STATED PROBLEM: Extract each line of the listing below that contains the word "task".
** BEGIN MATERIAL SHOWN **
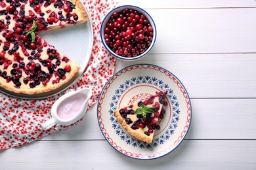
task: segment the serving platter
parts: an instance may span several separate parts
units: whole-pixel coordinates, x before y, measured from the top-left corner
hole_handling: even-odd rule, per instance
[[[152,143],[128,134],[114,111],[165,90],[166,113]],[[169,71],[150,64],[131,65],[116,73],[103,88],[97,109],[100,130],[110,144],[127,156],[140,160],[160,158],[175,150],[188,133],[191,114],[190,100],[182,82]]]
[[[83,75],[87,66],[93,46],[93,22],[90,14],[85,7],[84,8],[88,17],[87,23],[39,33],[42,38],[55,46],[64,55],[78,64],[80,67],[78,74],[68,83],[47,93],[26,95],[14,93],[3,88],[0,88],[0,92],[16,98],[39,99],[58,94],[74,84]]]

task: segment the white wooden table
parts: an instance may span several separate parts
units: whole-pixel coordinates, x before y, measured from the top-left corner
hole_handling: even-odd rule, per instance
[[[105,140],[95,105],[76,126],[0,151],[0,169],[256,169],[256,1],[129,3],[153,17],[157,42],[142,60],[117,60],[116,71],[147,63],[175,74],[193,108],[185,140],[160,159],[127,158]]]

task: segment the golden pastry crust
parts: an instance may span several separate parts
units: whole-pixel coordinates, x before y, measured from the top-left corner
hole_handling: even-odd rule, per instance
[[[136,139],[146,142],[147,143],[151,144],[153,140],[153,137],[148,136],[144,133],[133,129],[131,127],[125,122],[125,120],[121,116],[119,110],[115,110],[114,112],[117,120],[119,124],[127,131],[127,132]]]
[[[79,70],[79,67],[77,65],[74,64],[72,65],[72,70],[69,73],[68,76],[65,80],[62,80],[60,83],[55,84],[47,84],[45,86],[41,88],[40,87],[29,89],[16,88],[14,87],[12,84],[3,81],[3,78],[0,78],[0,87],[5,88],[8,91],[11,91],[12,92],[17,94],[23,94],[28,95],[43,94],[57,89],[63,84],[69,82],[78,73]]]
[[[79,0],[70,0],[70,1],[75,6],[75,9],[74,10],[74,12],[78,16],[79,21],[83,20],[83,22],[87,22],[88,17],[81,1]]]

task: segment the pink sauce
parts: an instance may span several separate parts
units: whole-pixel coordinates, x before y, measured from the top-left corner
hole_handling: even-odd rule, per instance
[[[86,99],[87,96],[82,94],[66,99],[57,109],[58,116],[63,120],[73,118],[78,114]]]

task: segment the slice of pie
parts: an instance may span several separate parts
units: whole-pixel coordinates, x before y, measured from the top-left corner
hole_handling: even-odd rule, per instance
** END MATERIAL SHOWN **
** BEGIN MATERIAL SHOWN **
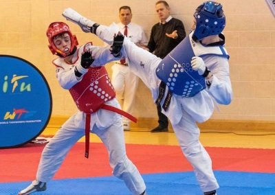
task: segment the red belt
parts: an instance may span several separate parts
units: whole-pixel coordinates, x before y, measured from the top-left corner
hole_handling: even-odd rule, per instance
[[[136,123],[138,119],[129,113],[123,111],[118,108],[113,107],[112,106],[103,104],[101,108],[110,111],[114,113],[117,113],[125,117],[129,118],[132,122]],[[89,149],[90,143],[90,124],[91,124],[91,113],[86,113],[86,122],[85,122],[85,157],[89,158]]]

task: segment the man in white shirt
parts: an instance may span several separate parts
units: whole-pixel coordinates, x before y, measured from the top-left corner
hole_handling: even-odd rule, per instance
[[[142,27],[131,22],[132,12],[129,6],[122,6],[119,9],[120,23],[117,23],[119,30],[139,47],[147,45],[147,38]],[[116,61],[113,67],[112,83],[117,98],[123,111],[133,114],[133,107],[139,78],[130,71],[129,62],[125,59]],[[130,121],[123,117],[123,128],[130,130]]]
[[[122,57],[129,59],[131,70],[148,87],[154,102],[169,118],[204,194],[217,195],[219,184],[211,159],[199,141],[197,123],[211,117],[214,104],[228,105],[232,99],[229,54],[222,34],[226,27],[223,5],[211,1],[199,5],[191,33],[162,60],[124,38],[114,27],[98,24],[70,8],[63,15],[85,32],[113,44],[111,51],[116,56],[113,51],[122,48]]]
** END MATERIAL SHOWN **
EXERCISE RESULT:
task: segment the serving platter
task: segment the white wooden table
task: segment the golden pastry crust
task: segment the pink sauce
task: segment the slice of pie
task: segment the red belt
task: segment the man in white shirt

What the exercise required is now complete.